**Exercise:** Going through the records that follow, please count the lines with "below" in them and give only the count.

Segment Start: Recorded data

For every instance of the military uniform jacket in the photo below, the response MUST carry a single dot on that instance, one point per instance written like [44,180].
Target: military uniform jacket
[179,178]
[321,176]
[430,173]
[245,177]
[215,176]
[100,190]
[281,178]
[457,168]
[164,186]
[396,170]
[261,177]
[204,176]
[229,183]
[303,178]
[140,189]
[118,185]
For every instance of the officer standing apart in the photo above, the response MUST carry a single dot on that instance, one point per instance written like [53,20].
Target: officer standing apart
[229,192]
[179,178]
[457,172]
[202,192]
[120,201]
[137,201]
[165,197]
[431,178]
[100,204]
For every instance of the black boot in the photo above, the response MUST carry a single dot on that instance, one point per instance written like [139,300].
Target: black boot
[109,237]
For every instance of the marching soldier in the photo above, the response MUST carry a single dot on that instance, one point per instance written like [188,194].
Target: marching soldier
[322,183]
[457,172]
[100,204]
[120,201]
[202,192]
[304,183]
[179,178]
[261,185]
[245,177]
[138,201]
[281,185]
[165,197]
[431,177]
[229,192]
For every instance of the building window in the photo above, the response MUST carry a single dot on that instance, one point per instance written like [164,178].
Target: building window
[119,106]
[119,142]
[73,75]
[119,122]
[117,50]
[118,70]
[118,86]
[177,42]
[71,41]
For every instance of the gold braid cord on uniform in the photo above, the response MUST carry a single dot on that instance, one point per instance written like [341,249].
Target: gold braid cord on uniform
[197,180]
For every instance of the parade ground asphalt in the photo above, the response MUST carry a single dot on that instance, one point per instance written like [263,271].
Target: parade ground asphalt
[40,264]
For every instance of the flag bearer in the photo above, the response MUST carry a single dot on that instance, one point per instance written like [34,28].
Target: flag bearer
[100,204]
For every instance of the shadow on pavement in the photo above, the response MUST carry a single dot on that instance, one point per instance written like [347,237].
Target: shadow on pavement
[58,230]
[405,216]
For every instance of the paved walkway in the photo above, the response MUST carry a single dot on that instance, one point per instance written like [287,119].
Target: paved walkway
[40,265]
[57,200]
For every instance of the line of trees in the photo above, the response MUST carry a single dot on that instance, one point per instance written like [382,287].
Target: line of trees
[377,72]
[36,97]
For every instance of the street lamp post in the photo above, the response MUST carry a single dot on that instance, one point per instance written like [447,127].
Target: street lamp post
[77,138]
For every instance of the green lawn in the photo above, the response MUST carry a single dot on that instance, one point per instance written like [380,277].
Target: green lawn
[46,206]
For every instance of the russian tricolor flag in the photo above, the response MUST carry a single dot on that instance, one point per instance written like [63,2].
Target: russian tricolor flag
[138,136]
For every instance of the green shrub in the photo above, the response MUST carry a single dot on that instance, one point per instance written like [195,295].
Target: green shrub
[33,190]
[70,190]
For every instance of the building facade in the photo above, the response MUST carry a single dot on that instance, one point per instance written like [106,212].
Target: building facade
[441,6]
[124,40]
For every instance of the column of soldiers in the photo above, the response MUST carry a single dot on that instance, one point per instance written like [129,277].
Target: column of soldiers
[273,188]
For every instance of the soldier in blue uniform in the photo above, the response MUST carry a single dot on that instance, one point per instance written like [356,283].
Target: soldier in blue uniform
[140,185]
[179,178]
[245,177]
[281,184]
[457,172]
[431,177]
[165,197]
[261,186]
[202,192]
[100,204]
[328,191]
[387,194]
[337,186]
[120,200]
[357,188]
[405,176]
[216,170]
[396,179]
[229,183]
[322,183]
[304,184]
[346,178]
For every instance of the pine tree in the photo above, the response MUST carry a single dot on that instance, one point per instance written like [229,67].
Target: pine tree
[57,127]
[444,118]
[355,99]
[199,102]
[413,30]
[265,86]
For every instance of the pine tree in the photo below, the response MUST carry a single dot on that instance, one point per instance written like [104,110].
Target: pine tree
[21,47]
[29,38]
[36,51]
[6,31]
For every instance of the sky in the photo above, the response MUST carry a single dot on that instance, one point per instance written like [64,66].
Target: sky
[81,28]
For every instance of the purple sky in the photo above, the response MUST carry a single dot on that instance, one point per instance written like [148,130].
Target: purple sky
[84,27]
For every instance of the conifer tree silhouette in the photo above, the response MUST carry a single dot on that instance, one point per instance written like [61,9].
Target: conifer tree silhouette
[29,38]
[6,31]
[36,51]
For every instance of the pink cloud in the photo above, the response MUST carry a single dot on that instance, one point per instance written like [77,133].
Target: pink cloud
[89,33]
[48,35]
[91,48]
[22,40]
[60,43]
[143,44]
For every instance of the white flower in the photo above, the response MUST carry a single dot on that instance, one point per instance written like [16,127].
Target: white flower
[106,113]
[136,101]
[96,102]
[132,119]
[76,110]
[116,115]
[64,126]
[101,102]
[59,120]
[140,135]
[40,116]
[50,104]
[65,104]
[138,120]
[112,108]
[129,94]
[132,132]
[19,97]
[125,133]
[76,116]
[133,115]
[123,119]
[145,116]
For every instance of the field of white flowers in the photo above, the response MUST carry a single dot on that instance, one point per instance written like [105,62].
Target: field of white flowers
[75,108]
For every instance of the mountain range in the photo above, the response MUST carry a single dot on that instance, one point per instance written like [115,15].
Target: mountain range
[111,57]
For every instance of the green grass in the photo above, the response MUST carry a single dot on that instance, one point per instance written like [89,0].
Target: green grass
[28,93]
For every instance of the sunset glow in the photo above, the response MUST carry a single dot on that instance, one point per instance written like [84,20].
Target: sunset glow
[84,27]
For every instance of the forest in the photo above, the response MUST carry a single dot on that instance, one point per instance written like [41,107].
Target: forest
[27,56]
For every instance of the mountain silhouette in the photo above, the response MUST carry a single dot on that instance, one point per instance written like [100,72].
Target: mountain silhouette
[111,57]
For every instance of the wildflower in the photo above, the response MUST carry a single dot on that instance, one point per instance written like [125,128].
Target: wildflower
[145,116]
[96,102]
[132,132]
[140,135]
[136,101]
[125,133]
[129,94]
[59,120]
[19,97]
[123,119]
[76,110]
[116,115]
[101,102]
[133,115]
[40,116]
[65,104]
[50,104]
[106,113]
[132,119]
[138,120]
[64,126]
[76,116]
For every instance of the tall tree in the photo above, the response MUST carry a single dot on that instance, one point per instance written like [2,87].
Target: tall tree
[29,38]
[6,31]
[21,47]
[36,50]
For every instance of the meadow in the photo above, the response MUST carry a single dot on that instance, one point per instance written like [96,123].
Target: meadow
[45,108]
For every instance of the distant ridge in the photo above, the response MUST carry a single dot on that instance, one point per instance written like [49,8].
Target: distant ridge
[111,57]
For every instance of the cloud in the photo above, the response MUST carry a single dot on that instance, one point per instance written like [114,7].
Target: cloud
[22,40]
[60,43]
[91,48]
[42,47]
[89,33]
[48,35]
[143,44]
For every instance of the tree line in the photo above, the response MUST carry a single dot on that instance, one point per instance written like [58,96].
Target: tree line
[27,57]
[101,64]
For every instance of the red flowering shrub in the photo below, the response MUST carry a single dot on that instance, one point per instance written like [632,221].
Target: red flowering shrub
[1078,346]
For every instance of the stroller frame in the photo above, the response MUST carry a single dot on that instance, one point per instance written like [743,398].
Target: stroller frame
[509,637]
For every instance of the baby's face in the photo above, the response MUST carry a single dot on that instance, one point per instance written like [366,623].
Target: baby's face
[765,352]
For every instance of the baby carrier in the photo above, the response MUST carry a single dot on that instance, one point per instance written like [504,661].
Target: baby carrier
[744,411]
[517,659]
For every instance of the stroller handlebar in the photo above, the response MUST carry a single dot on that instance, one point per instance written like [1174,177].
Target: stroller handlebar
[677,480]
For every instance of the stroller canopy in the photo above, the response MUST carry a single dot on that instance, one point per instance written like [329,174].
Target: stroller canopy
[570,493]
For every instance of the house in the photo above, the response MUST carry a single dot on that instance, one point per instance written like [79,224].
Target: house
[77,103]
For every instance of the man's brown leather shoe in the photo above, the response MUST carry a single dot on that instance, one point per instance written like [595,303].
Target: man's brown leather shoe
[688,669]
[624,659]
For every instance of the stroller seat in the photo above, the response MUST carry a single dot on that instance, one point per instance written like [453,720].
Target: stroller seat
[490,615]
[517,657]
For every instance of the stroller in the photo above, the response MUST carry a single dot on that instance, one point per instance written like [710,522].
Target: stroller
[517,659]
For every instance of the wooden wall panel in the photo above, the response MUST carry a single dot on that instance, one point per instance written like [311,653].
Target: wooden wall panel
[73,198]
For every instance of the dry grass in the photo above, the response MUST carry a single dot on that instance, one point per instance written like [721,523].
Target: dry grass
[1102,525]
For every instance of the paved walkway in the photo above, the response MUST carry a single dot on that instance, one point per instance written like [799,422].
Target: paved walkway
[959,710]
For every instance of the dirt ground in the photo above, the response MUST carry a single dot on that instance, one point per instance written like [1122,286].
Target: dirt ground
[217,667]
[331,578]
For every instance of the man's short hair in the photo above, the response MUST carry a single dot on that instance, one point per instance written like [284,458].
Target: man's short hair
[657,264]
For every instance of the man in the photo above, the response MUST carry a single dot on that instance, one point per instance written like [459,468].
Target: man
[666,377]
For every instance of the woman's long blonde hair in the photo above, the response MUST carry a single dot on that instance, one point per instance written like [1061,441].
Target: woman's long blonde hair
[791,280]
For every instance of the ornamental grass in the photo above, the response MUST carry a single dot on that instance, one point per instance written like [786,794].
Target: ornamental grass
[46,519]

Segment End: Recorded data

**Response:** 3